# [Texte extrait]
○ ○ ○ ○ ○ ○ ○

Chanoines réguliers de Prémontré
11
Sept
Écrit par f. Hugues

31 août 2025 – XXIIe dimanche du temps ordinaire

« Je ne suis pas digne de prendre la parole devant vous ce matin »

« Je n’ai vraiment rien à vous dire sur cet évangile, si ce n’est quelques banalités »

         Si je vous disais cela (ce qui n’est pas le cas…), je serais comme ceux qui font mine de se rabaisser devant les autres … afin que que les autres les relèvent : s’abaisser exprès pour être élevé…c’est ce qu’on appelle la fausse humilité, dont nous avons tous déjà eu l’expérience autour de nous (et parfois aussi en nous).

         Et on pourrait comprendre l’évangile que nous venons d’entendre comme une invitation à cette fausse humilité :

«  Quand tu es invité, va te mettre à la dernière place. Alors, quand viendra celui qui t’a invité, il te dira : ‘Mon ami, avance plus haut’, et ce sera pour toi un honneur aux yeux de tous ceux qui seront à la table avec toi. En effet, quiconque s’élève sera abaissé ; qui s’abaisse sera élevé. »

         En vérité, c’est ici à une fausse fausse humilité, c’est-à-dire à une vraie humilité, que nous sommes invités par le Christ.

         « Quiconque s’élève sera abaissé ; qui s’abaisse sera élevé » : ce n’est pas là de la fausse humilité, tout d’abord car il s’agit d’être relevé par Dieu et non par les hommes.

         C’est ce que disait déjà la première lecture, du livre de Ben Sirac : « Plus tu es grand, plus il faut t’abaisser : tu trouveras grâce devant le Seigneur » :devant le Seigneur et non devant les hommes.

         C’est ce que dit, à sa façon, l’évangile, de manière plus imagée : Jésus parle de repas de noces/ de mariage, d’invités, de celui qui invite…mais il faut bien saisir qu’il s’agit d’une image de notre relation à Dieu :

– les noces, c’est en effet dans la Bible le symbole de la relation à Dieu ;

– celui qui invite, c’est Dieu,

– l’invité qui, choisissant sa place, prend la première ou la dernière, c’est chacun de nous.

         C’est bien pour plaire à Dieu qui sait ce qui nous rend heureux, et non pour se faire valoir devant les hommes, qu’il ne faut pas chercher la meilleure place.

         « Quiconque s’élève sera abaissé ; qui s’abaisse sera élevé » : ce n’est pas là de la fausse humilité, ensuite car il ne s’agit pas de s’abaisser volontairement, mais plutôt d’accepter les abaissements/ les humiliations qui arriveront (c’est ainsi qu’on peut aussi traduire ces mots).

         Si on choisit soi-même ses humiliations (comme celui qui se met ostensiblement à la dernière place), il y a fort à parier qu’on choisisse ce qui pourra plus facilement nous élever aux yeux des autres.

         Mieux vaut accepter ce qu’on est, ce qui nous arrive, sans trop rechercher les humiliations, ni se voiler sur ses limites. Comme le dit NPSA :

« On ne te dit pas ‘sois quelque chose de moins que ce que tu es’, mais comprends bien ce que tu es » sans exagérer.

○ ○ ○ ○ ○ ○ ○

# [Lignes de données]
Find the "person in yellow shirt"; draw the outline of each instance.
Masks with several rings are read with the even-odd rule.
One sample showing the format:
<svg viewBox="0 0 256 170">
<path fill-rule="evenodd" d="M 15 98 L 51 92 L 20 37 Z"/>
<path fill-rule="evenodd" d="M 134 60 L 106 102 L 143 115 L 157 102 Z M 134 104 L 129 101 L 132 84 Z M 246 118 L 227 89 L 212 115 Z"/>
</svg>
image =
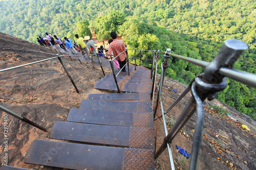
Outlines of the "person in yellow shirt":
<svg viewBox="0 0 256 170">
<path fill-rule="evenodd" d="M 80 37 L 78 36 L 78 34 L 75 35 L 75 36 L 76 37 L 76 38 L 77 38 L 77 44 L 79 45 L 80 48 L 81 48 L 81 51 L 82 52 L 82 55 L 86 55 L 86 54 L 84 53 L 84 52 L 87 53 L 87 55 L 89 55 L 89 54 L 87 54 L 87 49 L 86 49 L 86 45 L 84 43 L 84 42 L 83 41 L 84 39 L 82 37 Z M 84 56 L 83 57 L 84 57 Z"/>
</svg>

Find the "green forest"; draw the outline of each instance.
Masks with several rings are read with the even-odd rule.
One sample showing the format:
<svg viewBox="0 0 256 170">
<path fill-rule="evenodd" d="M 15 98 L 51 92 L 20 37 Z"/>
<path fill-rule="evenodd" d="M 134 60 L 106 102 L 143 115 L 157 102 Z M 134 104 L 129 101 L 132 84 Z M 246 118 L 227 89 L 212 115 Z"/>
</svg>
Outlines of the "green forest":
<svg viewBox="0 0 256 170">
<path fill-rule="evenodd" d="M 0 10 L 0 32 L 30 42 L 46 32 L 73 38 L 76 33 L 91 35 L 90 30 L 102 40 L 115 31 L 137 49 L 170 48 L 173 53 L 210 62 L 226 40 L 238 39 L 249 48 L 234 68 L 256 74 L 253 0 L 4 0 Z M 172 58 L 166 76 L 188 84 L 203 71 Z M 217 98 L 256 120 L 255 89 L 228 82 Z"/>
</svg>

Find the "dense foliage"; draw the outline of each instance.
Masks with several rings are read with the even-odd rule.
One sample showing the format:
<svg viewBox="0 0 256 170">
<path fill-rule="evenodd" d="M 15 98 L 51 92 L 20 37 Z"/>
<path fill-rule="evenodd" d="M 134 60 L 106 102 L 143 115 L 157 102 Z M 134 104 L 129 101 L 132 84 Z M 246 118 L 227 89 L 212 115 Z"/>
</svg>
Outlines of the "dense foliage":
<svg viewBox="0 0 256 170">
<path fill-rule="evenodd" d="M 235 68 L 256 74 L 256 3 L 252 0 L 8 0 L 0 1 L 0 31 L 30 41 L 47 32 L 99 40 L 118 32 L 141 50 L 171 48 L 173 53 L 209 62 L 223 42 L 249 45 Z M 90 23 L 90 24 L 89 24 Z M 188 84 L 203 69 L 172 58 L 167 77 Z M 256 119 L 256 91 L 232 80 L 217 98 Z"/>
</svg>

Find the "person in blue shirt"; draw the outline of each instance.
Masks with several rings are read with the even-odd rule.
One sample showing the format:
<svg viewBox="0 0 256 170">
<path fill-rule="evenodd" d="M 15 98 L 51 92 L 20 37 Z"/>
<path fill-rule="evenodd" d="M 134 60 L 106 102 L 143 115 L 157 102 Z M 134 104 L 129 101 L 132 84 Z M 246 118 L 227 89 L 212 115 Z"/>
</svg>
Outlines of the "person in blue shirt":
<svg viewBox="0 0 256 170">
<path fill-rule="evenodd" d="M 71 41 L 71 39 L 68 39 L 67 37 L 64 37 L 64 39 L 66 40 L 65 44 L 68 49 L 70 50 L 72 54 L 74 54 L 75 53 L 76 53 L 76 54 L 77 54 L 77 52 L 74 48 L 74 45 L 72 43 L 72 41 Z"/>
<path fill-rule="evenodd" d="M 100 45 L 100 47 L 98 48 L 98 54 L 100 57 L 106 57 L 104 55 L 104 48 L 102 45 Z"/>
</svg>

○ ○ ○ ○ ○ ○ ○

# [Travail demandé]
1: Résumez le texte extrait en deux phrases.
2: Répondez brièvement à ces questions sur le texte extrait, en reprenant les lettres :
(a) Comment nomme-t-on le fait de s'abaisser exprès pour être élevé ?
(b) De quel livre la première lecture est-elle tirée ?
(c) Dans l'image du repas de noces, qui est celui qui invite ?

# [Solutions proposées]
1: L'évangile qui invite à prendre la dernière place n'appelle pas à la fausse humilité, qui consiste à s'abaisser exprès pour être élevé par les autres, mais à une vraie humilité. Il s'agit d'abord d'être relevé par Dieu et non par les hommes, puis d'accepter les humiliations qui arrivent et ce que l'on est, plutôt que de s'abaisser volontairement.

2:
(a) La fausse humilité.
(b) Du livre de Ben Sirac.
(c) Dieu.